TEXT SHOWN ::
Vesta now has been revealed as a special fossil of the early solar system with a more varied, diverse surface than originally thought. Scientists have confirmed a variety of ways in which Vesta more closely resembles a small planet or Earth's moon than another asteroid. Results appear in today's edition of the journal Science.
"Dawn's visit to Vesta has confirmed our broad theories of this giant asteroid's history, while helping to fill in details it would have been impossible to know from afar," said Carol Raymond, deputy principal investigator at NASA's Jet Propulsion Laboratory in Pasadena, Calif. "Dawn's residence at Vesta of nearly a year has made the asteroid's planet-like qualities obvious and shown us our connection to that bright orb in our night sky."
Scientists now see Vesta as a layered, planetary building block with an iron core – the only one known to survive the earliest days of the solar system. The asteroid's geologic complexity can be attributed to a process that separated the asteroid into a crust, mantle and iron core with a radius of approximately 68 miles (110 kilometers) about 4.56 billion years ago. The terrestrial planets and Earth's moon formed in a similar way.
Dawn observed a pattern of minerals exposed by deep gashes created by space rock impacts, which may support the idea the asteroid once had a subsurface magma ocean. A magma ocean occurs when a body undergoes almost complete melting, leading to layered building blocks that can form planets. Other bodies with magma oceans ended up becoming parts of Earth and other planets.
Data also confirm a distinct group of meteorites found on Earth did, as theorized, originate from Vesta. The signatures of pyroxene, an iron- and magnesium-rich mineral, in those meteorites match those of rocks on Vesta's surface. These objects account for about 6 percent of all meteorites seen falling on Earth.
This makes the asteroid one of the largest single sources for Earth's meteorites. The finding also marks the first time a spacecraft has been able to visit the source of samples after they were identified on Earth.
Scientists now know Vesta's topography is quite steep and varied. Some craters on Vesta formed on very steep slopes and have nearly vertical sides, with landslides occurring more frequently than expected.
Another unexpected finding was that the asteroid's central peak in the Rheasilvia basin in the southern hemisphere is much higher and wider, relative to its crater size, than the central peaks of craters on bodies like our moon. Vesta also bears similarities to other low-gravity worlds like Saturn's small icy moons, and its surface has light and dark markings that don't match the predictable patterns on Earth's moon.
"We know a lot about the moon and we're only coming up to speed now on Vesta," said Vishnu Reddy, a framing camera team member at the Max Planck Institute for Solar System Research in Germany and the University of North Dakota in Grand Forks. "Comparing the two gives us two storylines for how these fraternal twins evolved in the early solar system."
Dawn has revealed details of ongoing collisions that battered Vesta throughout its history. Dawn scientists now can date the two giant impacts that pounded Vesta's southern hemisphere and created the basin Veneneia approximately 2 billion years ago and the Rheasilvia basin about 1 billion years ago. Rheasilvia is the largest impact basin on Vesta.

WHAT YOU WILL DO ::
a) In the Vesta passage, quote the text between "Another unexpected finding" and "on Earth's moon.", inclusive.
b) According to the Vesta passage, why is Vesta one of the largest single sources for Earth's meteorites? Answer in one to three sentences.
c) According to the Vesta passage, what is the largest impact basin on Vesta?

DATA PROVIDED ::

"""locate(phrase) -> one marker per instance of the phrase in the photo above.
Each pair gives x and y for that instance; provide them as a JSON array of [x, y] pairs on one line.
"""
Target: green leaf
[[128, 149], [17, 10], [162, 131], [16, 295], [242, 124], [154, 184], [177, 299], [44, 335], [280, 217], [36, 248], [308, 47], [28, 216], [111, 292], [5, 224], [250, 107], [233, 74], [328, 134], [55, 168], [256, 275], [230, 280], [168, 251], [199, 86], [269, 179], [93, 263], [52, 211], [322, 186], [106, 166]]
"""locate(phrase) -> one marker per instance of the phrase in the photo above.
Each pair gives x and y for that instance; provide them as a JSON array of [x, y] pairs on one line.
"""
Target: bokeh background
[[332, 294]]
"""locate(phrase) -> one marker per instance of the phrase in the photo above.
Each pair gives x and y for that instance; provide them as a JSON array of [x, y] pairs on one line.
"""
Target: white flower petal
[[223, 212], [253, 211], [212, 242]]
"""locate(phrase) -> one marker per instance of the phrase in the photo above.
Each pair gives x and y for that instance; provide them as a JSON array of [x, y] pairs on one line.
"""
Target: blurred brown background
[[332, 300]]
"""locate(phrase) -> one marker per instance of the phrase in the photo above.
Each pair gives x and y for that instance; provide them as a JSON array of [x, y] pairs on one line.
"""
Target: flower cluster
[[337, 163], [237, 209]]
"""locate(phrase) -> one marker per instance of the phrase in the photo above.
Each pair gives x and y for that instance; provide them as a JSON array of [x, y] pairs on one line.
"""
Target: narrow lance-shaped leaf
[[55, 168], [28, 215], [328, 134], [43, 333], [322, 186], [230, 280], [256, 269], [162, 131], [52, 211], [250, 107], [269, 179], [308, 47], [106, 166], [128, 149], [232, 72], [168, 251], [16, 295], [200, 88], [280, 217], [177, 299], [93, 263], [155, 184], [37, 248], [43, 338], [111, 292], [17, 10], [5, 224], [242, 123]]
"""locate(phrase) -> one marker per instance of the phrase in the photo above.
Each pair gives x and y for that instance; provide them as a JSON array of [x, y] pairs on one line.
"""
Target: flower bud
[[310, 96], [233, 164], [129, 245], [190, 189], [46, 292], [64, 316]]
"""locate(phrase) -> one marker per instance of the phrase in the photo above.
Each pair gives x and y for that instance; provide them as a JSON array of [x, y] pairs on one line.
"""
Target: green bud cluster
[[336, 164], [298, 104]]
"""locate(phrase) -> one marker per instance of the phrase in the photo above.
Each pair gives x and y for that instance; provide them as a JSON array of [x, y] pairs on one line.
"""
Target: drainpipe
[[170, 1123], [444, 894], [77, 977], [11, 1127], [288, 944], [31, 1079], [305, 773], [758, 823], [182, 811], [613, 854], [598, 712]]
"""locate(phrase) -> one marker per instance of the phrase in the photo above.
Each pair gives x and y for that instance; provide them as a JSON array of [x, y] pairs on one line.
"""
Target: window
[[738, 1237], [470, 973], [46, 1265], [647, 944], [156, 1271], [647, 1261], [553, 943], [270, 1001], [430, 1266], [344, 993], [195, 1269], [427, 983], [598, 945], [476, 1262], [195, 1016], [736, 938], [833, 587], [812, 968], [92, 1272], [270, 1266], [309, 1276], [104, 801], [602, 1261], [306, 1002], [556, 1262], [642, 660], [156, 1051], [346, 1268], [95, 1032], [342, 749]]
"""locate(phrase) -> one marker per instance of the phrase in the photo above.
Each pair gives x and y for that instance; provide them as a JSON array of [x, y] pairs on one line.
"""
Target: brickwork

TASK SOLUTIONS ::
a)
Another unexpected finding was that the asteroid's central peak in the Rheasilvia basin in the southern hemisphere is much higher and wider, relative to its crater size, than the central peaks of craters on bodies like our moon. Vesta also bears similarities to other low-gravity worlds like Saturn's small icy moons, and its surface has light and dark markings that don't match the predictable patterns on Earth's moon.

b) A distinct group of meteorites found on Earth came from Vesta, as shown by pyroxene signatures that match rocks on Vesta's surface. These meteorites account for about 6 percent of all meteorites seen falling on Earth.

c) The Rheasilvia basin.